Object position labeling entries
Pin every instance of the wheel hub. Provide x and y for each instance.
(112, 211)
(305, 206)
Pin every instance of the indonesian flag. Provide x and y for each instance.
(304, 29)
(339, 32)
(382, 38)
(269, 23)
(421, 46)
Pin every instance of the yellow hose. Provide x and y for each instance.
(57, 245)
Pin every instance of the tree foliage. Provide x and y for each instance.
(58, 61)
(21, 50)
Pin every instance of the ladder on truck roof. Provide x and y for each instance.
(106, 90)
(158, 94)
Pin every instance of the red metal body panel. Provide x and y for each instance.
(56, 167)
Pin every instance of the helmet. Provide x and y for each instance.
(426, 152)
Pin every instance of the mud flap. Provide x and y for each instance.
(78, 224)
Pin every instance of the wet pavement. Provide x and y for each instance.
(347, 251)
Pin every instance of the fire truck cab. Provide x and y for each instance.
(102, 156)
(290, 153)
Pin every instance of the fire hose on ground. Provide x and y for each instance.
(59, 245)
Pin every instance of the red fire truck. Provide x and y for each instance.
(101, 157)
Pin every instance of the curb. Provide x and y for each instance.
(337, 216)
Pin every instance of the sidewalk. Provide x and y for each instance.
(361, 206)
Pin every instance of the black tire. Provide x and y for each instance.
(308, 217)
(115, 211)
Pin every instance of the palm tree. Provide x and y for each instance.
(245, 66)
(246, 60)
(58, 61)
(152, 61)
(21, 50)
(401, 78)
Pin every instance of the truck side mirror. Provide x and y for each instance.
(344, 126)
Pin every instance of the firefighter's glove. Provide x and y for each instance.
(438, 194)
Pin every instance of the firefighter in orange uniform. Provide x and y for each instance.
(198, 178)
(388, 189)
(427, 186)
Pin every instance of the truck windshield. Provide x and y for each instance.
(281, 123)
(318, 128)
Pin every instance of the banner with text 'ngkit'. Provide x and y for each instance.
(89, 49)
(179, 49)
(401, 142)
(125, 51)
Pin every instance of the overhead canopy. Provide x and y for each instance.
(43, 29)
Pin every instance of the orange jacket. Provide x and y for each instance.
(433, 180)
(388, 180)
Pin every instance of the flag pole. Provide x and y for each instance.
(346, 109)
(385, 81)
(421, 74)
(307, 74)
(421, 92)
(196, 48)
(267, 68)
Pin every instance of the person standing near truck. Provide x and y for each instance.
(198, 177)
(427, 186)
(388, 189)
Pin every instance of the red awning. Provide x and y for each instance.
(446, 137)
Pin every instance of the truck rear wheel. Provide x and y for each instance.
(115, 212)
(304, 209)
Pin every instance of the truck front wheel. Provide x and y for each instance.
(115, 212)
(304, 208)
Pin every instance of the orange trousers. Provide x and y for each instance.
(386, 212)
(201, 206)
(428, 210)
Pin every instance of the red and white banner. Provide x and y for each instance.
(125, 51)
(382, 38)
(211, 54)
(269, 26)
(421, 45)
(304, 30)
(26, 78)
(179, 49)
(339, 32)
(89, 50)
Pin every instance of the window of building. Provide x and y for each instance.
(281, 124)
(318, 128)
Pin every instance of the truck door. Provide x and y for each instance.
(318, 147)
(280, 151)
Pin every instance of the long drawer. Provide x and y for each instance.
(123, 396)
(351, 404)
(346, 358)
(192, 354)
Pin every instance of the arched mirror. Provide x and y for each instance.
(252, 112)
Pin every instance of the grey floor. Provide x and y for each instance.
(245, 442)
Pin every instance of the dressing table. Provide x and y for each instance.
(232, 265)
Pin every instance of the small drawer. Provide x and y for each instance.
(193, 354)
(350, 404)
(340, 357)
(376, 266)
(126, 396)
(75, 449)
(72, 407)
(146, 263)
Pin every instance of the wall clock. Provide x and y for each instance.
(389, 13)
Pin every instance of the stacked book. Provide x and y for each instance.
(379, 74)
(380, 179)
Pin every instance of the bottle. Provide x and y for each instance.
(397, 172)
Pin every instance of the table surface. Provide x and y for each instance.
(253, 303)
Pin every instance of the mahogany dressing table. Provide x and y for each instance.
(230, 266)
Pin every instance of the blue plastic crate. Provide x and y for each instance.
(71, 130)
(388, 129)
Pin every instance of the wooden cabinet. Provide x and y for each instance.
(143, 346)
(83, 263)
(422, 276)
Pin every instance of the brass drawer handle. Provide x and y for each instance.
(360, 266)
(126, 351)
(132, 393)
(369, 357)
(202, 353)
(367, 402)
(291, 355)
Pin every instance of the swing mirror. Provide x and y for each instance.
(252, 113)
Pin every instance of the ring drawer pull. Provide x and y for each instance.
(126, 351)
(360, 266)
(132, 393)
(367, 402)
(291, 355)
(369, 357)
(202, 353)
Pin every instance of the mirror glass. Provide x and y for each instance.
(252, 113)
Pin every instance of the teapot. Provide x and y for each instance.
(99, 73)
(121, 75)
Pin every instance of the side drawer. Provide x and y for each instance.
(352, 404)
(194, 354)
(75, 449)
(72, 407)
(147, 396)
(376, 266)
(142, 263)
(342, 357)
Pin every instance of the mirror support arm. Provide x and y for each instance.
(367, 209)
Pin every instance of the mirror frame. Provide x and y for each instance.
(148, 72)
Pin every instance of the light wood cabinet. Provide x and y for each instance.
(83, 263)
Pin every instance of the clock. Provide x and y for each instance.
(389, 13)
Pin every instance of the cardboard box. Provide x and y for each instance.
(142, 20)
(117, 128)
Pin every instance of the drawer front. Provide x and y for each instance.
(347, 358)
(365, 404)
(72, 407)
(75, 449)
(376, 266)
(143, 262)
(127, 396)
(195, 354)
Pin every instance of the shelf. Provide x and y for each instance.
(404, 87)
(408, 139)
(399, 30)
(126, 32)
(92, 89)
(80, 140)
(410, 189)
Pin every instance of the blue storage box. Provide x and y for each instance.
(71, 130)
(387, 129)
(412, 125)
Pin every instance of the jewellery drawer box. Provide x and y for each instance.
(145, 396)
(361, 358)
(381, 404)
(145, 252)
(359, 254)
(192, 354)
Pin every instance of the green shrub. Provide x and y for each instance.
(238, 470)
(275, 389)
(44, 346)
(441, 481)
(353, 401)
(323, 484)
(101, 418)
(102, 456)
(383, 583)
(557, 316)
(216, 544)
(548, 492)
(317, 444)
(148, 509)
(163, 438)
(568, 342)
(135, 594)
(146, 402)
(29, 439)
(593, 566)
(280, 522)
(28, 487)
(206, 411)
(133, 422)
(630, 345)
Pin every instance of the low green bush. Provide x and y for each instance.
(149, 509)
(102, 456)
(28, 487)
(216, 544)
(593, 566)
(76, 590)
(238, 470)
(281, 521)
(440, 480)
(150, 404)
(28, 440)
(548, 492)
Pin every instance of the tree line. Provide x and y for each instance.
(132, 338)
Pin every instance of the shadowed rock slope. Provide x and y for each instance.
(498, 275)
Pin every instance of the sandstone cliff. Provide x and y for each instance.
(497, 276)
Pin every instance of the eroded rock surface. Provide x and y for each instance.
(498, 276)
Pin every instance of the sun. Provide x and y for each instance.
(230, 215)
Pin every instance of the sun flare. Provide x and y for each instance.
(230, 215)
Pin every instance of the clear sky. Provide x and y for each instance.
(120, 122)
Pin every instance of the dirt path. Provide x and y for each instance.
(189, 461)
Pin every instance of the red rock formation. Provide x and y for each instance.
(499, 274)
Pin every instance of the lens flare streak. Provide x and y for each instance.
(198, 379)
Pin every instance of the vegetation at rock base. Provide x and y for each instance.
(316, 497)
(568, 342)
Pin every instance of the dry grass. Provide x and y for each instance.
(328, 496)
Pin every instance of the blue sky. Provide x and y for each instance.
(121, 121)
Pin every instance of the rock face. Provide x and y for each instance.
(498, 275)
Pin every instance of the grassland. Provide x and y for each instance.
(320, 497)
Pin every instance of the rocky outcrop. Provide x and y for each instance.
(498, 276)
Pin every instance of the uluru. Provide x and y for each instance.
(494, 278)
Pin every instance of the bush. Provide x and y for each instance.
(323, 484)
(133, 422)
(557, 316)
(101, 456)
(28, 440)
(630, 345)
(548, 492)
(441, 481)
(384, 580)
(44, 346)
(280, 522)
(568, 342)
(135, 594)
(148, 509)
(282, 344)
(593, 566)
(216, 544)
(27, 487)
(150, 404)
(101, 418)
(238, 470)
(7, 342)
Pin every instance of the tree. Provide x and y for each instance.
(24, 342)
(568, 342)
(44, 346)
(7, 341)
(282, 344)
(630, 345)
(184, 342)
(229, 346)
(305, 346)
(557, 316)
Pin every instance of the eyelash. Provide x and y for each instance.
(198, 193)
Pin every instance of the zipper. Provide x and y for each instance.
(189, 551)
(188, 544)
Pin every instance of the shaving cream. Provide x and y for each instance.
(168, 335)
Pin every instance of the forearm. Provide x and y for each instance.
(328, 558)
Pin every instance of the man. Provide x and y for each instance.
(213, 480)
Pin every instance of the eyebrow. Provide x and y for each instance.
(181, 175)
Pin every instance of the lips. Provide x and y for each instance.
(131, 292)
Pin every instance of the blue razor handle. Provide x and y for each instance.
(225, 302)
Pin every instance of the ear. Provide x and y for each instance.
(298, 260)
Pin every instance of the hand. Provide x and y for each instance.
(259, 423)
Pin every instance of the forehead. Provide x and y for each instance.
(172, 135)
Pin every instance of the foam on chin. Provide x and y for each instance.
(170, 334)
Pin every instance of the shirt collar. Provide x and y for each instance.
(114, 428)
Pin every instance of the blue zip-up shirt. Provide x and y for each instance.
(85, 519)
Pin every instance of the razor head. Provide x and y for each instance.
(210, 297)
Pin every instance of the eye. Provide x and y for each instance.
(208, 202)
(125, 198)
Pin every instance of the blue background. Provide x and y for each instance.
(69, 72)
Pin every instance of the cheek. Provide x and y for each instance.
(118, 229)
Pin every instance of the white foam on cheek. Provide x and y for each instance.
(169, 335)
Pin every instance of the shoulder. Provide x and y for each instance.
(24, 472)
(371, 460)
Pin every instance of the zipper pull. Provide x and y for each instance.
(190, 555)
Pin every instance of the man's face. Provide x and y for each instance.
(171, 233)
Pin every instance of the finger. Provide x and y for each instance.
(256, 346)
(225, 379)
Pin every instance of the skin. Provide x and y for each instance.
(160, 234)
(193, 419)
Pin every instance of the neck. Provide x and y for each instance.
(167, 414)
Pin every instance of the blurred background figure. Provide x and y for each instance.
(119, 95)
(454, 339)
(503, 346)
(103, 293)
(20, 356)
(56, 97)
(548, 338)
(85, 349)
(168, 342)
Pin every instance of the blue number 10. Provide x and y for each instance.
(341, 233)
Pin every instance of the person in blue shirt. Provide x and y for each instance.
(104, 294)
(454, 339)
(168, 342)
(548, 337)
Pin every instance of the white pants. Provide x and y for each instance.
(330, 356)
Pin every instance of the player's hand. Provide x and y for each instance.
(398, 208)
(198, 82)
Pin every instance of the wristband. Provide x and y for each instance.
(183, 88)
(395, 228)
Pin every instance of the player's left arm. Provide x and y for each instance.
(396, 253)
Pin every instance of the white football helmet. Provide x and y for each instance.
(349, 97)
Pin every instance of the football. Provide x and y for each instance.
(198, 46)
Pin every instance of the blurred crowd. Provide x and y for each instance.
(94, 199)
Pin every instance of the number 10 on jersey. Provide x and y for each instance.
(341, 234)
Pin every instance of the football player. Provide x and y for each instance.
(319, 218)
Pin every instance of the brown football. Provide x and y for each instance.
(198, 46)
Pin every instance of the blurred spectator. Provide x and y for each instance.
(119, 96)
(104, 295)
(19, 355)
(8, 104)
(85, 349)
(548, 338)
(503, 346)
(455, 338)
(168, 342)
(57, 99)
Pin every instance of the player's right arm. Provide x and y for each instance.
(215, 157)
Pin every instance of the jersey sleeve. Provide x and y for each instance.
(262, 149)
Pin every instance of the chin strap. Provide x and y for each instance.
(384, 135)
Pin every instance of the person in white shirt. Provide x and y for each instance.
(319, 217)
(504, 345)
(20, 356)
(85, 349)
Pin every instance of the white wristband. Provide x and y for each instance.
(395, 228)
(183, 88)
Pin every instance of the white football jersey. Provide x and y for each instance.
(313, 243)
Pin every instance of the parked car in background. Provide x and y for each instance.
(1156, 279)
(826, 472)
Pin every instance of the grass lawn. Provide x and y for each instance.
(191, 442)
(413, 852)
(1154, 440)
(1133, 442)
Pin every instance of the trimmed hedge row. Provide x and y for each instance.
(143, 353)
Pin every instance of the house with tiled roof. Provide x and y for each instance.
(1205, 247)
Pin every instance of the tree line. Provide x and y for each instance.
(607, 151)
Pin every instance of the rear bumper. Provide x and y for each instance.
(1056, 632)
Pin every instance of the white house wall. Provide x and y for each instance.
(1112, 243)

= Your goal =
Starting with the line that contains "Pin every instance of the brown", return each line through the last one of the data above, exactly as written and nothing more.

= Answer to this task =
Pin every instance of the brown football. Provide x and y for each instance.
(198, 46)
Pin every instance of the blurred spectator. Provide x and y for each instance.
(119, 96)
(104, 295)
(19, 355)
(8, 104)
(85, 349)
(548, 338)
(503, 346)
(455, 338)
(168, 342)
(57, 99)
Pin every instance of the player's right arm. Provide x and y for each instance.
(215, 157)
Pin every instance of the jersey sleeve. Provide x and y for each instance.
(262, 149)
Pin every instance of the chin strap. Provide x and y for each instance.
(384, 135)
Pin every instance of the person in white shirt. Provide x and y for each instance.
(319, 217)
(504, 345)
(20, 356)
(85, 349)
Pin every instance of the white wristband. Provide x and y for each instance.
(395, 228)
(183, 88)
Pin every instance of the white football jersey. Provide x and y for each instance.
(313, 243)
Pin every instance of the parked car in background. Provide x and y for each instance.
(1156, 279)
(826, 472)
Pin every instance of the grass lawn. Provide x and y for each instance.
(191, 442)
(413, 852)
(1154, 440)
(1133, 442)
Pin every instance of the trimmed hedge row. Provide x and y for each instance.
(143, 353)
Pin every instance of the house with tiled roof. Provide x and y for each instance.
(1205, 247)
Pin every instance of the tree line. Provide x and y for each instance.
(607, 151)
Pin every instance of the rear bumper. Provide x and y for each instance.
(1056, 632)
Pin every instance of the white house wall. Provide x and y for each instance.
(1112, 243)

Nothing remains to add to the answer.